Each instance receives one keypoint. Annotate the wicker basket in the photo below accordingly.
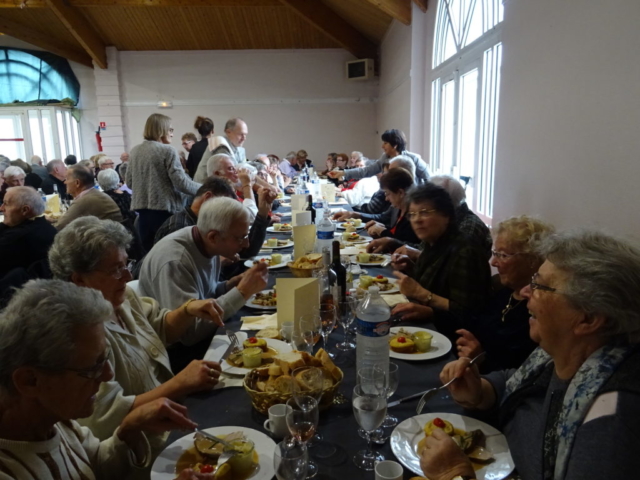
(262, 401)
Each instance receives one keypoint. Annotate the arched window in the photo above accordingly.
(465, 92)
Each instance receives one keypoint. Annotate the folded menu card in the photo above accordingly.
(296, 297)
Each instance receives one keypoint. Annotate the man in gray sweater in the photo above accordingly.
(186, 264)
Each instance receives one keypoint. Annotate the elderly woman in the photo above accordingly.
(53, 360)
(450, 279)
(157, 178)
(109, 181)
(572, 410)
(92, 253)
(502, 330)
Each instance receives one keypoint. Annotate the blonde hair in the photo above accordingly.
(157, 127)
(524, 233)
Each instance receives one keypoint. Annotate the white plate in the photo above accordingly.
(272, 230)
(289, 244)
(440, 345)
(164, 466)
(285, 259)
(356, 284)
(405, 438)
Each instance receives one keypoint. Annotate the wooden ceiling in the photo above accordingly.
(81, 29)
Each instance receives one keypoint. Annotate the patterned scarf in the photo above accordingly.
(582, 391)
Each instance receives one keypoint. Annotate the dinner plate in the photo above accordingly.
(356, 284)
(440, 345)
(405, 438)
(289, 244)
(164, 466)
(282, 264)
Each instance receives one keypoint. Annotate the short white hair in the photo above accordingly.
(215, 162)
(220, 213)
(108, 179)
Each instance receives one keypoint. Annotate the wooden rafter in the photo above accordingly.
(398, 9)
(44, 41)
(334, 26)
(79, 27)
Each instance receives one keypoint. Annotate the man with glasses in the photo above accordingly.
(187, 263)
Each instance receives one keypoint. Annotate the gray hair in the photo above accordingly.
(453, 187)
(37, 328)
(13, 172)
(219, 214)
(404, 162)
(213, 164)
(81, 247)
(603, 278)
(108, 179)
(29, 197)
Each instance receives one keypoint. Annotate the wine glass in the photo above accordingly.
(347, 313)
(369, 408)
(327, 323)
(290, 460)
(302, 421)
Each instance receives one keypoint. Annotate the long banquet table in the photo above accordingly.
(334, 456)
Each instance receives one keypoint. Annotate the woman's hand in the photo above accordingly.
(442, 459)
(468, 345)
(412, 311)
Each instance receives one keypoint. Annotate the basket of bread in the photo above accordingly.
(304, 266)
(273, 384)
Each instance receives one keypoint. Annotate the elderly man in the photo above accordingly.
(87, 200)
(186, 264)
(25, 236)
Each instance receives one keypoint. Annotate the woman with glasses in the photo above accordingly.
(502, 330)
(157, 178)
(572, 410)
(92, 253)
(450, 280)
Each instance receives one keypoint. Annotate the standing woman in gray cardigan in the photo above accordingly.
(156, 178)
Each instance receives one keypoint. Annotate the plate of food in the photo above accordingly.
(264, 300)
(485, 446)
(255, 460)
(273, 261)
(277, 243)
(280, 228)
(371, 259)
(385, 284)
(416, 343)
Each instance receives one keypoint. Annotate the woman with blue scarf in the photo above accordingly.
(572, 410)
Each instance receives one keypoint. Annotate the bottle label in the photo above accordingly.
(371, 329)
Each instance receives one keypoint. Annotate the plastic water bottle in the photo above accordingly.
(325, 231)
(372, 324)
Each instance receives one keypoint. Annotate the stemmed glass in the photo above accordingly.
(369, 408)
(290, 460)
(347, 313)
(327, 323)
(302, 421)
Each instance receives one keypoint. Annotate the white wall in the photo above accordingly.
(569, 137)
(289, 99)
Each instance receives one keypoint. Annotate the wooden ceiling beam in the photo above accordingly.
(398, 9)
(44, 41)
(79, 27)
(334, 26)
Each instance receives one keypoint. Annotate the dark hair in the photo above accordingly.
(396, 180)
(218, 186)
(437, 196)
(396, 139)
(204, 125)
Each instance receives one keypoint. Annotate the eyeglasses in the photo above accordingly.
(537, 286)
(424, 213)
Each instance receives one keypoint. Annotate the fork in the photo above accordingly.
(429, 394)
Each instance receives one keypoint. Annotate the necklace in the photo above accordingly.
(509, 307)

* _Your goal_: Your job is to transcribe the entries above exactly; skip the pictures.

* _Exercise output_:
Each instance receives one keypoint. Annotate the wicker basket in the photo below accordingly.
(262, 401)
Each instance receives one keypoint. Annotate the arched window in the photo above accordingly.
(465, 92)
Each instance receives one keypoint. Annotate the folded menu card in the photo above accordingly.
(296, 297)
Each instance receives one keypoint. Annotate the man in gray sweater in the photo above accordingly.
(186, 264)
Each instance receives one keypoint. Annotate the elderly woman in the photo above accordingly.
(53, 360)
(450, 279)
(157, 178)
(109, 181)
(572, 410)
(92, 253)
(502, 330)
Each instance receives one keypoint. Annotate the blonde hair in the photo above accordingly.
(157, 127)
(524, 233)
Each instance receives one keypoint. Annotate the white plate in the photo above accordingly.
(272, 230)
(289, 244)
(440, 345)
(164, 466)
(285, 259)
(356, 284)
(405, 438)
Each instance receives one keypoint. Annotate the wooden ceiling in the photo above accordingly.
(81, 29)
Each instance receives one keypoint. Annotate the patterned scarf in the photo above accordingly.
(582, 391)
Each instance receives one keypoint. Annotate the dinner plate in the photo above accordingly.
(356, 284)
(440, 345)
(405, 438)
(289, 244)
(164, 466)
(282, 264)
Each instance receives one keypoint. Annotate the short white hair in the photo above accordingly.
(215, 162)
(220, 213)
(108, 179)
Each instance receives one keypoint. Annotate the wooden rafter in the photo above accordingly.
(398, 9)
(44, 41)
(334, 26)
(79, 27)
Each instance receives one keypoint. Annotate the man with glasses in the photo above accordingly.
(187, 263)
Each instance receives one keypoint. Annotate the gray hair in the photo above accordingly.
(453, 187)
(37, 328)
(13, 172)
(219, 214)
(404, 162)
(213, 164)
(81, 247)
(603, 278)
(108, 179)
(29, 197)
Each instance receives one keypoint. Annotate the wine glass in the photo above accordingly.
(347, 313)
(369, 408)
(327, 323)
(290, 460)
(302, 421)
Each instance receives one keypoint. Annotate the long banquet table in the photo above accordingly.
(334, 456)
Each instance receives one keypoint. Annotate the woman's hand in the photo above accordingly.
(442, 459)
(468, 345)
(412, 311)
Each instance receives one keypoint. Annotate the basket of bread in the photo above accordingly.
(304, 266)
(273, 384)
Each instance receives one keypoint. Annotate the elderly man in the photo above accordingly.
(87, 200)
(186, 264)
(25, 236)
Each instance receives one keypoint. Annotate the woman with glasses in the photo above accordingly.
(502, 330)
(157, 178)
(572, 410)
(92, 253)
(450, 280)
Each instance receives one keypoint. Annotate the standing woman in gray cardigan in the photo above accordingly.
(156, 178)
Each instance receives one keypoint. Annotate the plate of food in the photo above accordingly.
(264, 300)
(485, 446)
(255, 460)
(273, 261)
(277, 243)
(280, 228)
(371, 259)
(385, 284)
(416, 343)
Each instance receives one keypoint. Annotate the woman with blue scarf in the photo above accordingly.
(572, 410)
Each instance receives one keypoint. Annotate the bottle label in the photo above accordingly.
(371, 329)
Each instance receives one keypoint. Annotate the plastic water bottle in the photo above accordingly.
(325, 231)
(372, 324)
Each instance receives one keypoint. Annotate the stemmed glass in the photo above accordingly.
(369, 408)
(290, 460)
(347, 313)
(327, 323)
(302, 421)
Each instance receives one keypoint. Annotate the white wall in the photo above accordingly.
(569, 137)
(289, 99)
Each instance receives one keypoint. Annotate the wooden ceiling beam in the photo above accordingly.
(398, 9)
(44, 41)
(79, 27)
(334, 26)
Each instance receives one keypoint. Annotate the dark hair in the photo above accordingly.
(396, 180)
(218, 186)
(437, 196)
(396, 139)
(204, 125)
Each instance receives one keypoint. Annotate the eyeglasses in the photo above accordingly.
(537, 286)
(424, 213)
Each instance receives one keypoint. Annotate the fork in the photo above accordingly.
(429, 394)
Each instance receives one keypoint. Annotate the necklace in the photo above accordingly.
(509, 307)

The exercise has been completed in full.